= ВЫПОЛНИТЕ ЗАДАНИЯ =
• 1. Выпишите из отрывка о «Рокки» всё, начиная со слов «В течение нескольких дней поиск» и до слов «было весьма критически.».
• 2. Ответьте по отрывку о «Рокки»:
(а) Что отказалась сделать Устименко?
(б) Чья информация говорит о том, что «Рокки» изменил свое отношение к правящему режиму?
(в) После какого события «Рокки» оказался в нужде?

Какие же могли быть личные интересы у «Рокки»?

Какую цель он преследовал, фактически предавая свою службу?

Думал ли он о личной выгоде, хотел ли дать понять, что ищет контакт с советской разведкой, или его поступок был всего лишь импульсивной реакцией на какое-то событие, всего лишь желанием за что-то с кем-то рассчитаться или кого-то за что-то отблагодарить?

И что лежит в основе его поступка — идейные соображения или поиск личной выгоды? Или то и другое вместе?

В течение нескольких дней поиск ответов на эти вопросы занимал все мои мысли. В течение нескольких дней, что бы я ни делал, я вновь и вновь перебирал различные варианты, то находя, то опровергая, казалось бы, бесспорные выводы.

И в самом деле, как ни привлекательна была для нас информация Устименко, относиться к ней надо было весьма критически.

Конечно, в процессе изучения русского языка и особенно после двух таких удачных и потому наверняка особенно ему запомнившихся поездок в Москву, у «Рокки» могли возникнуть симпатии к СССР, даже несмотря на воздействие брата. Но кто из африканцев в те годы не симпатизировал СССР — стране, очень многое сделавшей для деколонизации Африки?

А как расценивать проявленный им в лицее интерес к чтению политической литературы? Как желание разобраться в основах марксистско-ленинской теории? А что, если у этого факта было другое объяснение? Что, если уже тогда, в юношеском возрасте, «Рокки» действовал по указанию своего старшего брата, стремившегося с его помощью спровоцировать советских преподавателей на распространение политической литературы и таким образом создать повод для какой-нибудь антисоветской акции?

Не зря же Устименко отказалась выполнить просьбу своего любознательного ученика, ее так проинструктировали, и для этого были соответствующие основания!

Значит, в действительности «Рокки» был верным и убежденным сторонником правящего режима? Но как быть тогда с информацией «Артура», что с некоторых пор «Рокки» изменил свое отношение к этому самому режиму? Что, если после перехода на работу в контрразведку он разобрался в реальных обстоятельствах мятежа, в причинах, толкнувших военных на антиправительственное выступление, и убедился в бездоказательности измышлений о причастности СССР к этим событиям? Что, если к тому же он узнал, что эти измышления инспирированы спецслужбами Франции и США?

Если отталкиваться от этих предпосылок и к тому же предположить, что «Рокки» хотя бы частично разделял убеждения знакомых ему молодых офицеров, его поступок следовало расценивать, как стремление сорвать намерения наших недоброжелателей развязать очередную антисоветскую кампанию и провести какие-то акции против советского посольства.

Отталкиваться? Предполагать? Но в разведке любые толчки, как и не слишком обоснованные предположения могут привести к непоправимым ошибкам! Могло ведь оказаться, что главным побудительным мотивом было стремление «Рокки» с нашей помощью поправить свое материальное положение и выбраться из нужды, в которой он оказался после гибели брата.

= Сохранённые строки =
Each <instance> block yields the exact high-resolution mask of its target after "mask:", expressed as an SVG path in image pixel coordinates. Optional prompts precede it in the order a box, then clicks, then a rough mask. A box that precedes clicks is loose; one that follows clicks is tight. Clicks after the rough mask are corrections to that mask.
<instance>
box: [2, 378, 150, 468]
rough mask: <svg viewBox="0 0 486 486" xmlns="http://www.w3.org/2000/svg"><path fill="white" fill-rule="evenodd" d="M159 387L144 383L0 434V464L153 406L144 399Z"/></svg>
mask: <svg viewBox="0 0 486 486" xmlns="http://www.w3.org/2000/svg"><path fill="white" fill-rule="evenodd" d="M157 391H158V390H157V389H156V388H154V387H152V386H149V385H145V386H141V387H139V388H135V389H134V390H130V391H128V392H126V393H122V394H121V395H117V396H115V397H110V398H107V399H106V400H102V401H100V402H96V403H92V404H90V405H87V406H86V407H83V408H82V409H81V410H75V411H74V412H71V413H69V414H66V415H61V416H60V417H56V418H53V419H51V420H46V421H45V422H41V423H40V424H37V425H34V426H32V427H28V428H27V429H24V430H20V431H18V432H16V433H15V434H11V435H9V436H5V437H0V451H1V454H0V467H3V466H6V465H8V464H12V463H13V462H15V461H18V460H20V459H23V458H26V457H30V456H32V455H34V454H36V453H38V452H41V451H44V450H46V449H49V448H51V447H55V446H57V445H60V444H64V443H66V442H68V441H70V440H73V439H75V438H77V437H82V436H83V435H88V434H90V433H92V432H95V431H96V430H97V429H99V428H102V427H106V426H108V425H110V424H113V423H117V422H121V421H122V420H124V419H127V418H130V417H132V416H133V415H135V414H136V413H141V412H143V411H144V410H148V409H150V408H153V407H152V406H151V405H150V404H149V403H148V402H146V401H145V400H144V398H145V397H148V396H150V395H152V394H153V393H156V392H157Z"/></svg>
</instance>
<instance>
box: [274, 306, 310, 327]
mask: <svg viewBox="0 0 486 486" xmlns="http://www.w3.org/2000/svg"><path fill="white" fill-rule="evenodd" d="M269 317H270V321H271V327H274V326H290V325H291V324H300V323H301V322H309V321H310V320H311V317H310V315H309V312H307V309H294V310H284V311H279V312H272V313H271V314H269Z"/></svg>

= ОТВЕТЫ К ЗАДАНИЯМ =
• 1.
В течение нескольких дней поиск ответов на эти вопросы занимал все мои мысли. В течение нескольких дней, что бы я ни делал, я вновь и вновь перебирал различные варианты, то находя, то опровергая, казалось бы, бесспорные выводы.

И в самом деле, как ни привлекательна была для нас информация Устименко, относиться к ней надо было весьма критически.

• 2.
(а) Выполнить просьбу своего любознательного ученика.
(б) Информация «Артура».
(в) После гибели брата.